WHAT IS EXPECTED: Omit all pictures, and print word for word only the lines from the one containing "For every instance of the denim" through the end of the data.

"""

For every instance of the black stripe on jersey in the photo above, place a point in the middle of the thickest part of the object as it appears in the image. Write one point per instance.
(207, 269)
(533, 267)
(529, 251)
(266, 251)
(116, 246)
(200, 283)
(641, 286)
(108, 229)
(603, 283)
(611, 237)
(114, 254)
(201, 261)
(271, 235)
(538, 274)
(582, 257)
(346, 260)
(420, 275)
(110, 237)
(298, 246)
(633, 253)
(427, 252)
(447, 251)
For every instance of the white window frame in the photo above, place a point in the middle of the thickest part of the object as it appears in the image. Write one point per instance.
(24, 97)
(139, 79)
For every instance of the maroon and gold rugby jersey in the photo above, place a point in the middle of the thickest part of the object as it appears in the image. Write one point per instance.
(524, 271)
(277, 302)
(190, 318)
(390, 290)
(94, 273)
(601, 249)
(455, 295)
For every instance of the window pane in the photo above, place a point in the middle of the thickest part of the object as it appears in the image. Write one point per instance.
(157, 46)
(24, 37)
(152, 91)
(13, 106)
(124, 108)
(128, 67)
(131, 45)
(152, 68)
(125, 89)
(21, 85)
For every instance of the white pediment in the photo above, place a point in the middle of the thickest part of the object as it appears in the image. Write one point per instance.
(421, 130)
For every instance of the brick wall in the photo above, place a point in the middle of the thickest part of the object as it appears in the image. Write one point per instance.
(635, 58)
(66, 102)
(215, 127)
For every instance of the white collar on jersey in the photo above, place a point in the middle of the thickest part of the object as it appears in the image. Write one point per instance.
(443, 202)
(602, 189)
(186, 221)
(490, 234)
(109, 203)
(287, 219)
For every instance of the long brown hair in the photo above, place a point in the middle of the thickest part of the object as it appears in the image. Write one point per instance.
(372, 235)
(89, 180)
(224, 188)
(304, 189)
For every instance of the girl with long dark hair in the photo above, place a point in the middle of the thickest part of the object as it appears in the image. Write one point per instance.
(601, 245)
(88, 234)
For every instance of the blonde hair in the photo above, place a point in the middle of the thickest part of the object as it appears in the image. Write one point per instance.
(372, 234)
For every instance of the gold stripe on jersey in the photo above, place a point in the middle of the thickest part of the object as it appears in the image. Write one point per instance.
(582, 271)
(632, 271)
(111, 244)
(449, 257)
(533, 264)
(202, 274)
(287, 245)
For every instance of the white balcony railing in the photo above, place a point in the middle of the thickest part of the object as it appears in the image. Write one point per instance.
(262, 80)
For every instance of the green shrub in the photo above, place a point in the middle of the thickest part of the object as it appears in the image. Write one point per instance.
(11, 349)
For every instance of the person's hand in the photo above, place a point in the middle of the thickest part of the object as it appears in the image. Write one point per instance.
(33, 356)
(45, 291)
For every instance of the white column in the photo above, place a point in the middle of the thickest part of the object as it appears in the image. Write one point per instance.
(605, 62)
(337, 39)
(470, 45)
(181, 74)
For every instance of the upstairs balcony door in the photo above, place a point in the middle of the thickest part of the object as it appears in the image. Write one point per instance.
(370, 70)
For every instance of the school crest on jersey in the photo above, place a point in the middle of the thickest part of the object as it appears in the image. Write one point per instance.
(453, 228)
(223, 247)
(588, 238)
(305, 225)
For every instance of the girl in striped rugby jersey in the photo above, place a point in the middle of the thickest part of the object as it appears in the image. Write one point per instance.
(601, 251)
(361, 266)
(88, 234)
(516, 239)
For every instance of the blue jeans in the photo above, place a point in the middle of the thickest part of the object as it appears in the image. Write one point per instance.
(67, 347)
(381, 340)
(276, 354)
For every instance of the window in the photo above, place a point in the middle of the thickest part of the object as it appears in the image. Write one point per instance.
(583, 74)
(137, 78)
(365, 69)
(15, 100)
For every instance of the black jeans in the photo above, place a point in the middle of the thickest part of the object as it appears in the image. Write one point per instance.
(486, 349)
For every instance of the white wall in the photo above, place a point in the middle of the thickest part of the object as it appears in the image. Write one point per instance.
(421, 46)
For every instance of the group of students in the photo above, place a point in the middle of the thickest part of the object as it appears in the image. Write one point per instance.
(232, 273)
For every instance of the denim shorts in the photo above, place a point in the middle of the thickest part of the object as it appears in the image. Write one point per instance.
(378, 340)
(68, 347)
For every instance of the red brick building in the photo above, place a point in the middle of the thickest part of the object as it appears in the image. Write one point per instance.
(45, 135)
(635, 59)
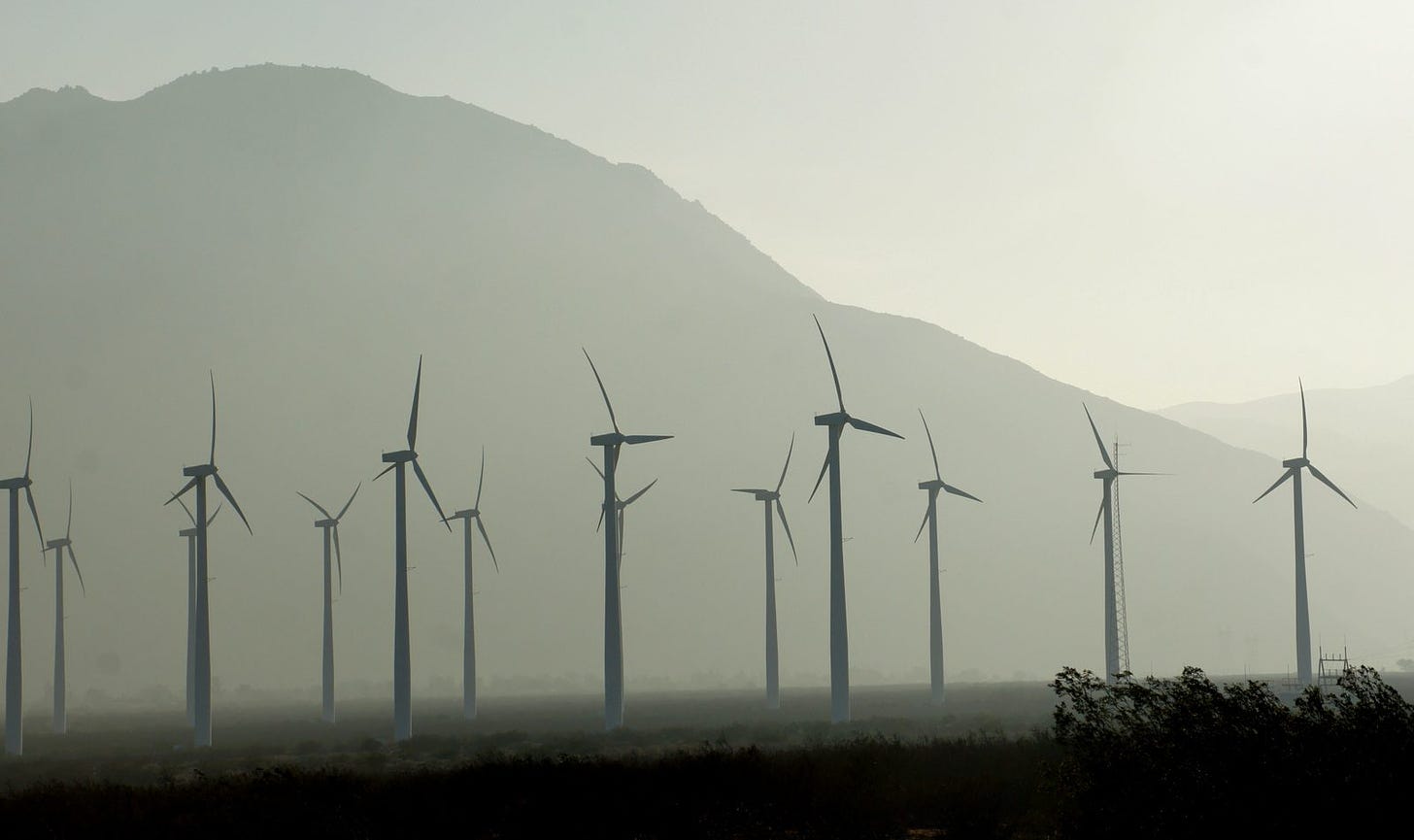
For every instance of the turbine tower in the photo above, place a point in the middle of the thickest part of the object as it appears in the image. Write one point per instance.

"""

TASK ANSWER:
For every instance of the denim shorts in the photo above, place a point in the middle of the thickest part of the object as it appears in the image. Write one point per instance.
(378, 340)
(68, 347)
For every instance of the red brick building in the photo above, place a point in the middle of the thickest part of the object as it appears in the image. Write one point per instance.
(45, 135)
(635, 59)
For every instance of the turbine tower in the photo above, place a point in the middle of the thickest part of the object as it appears in the image. Write one point per instance.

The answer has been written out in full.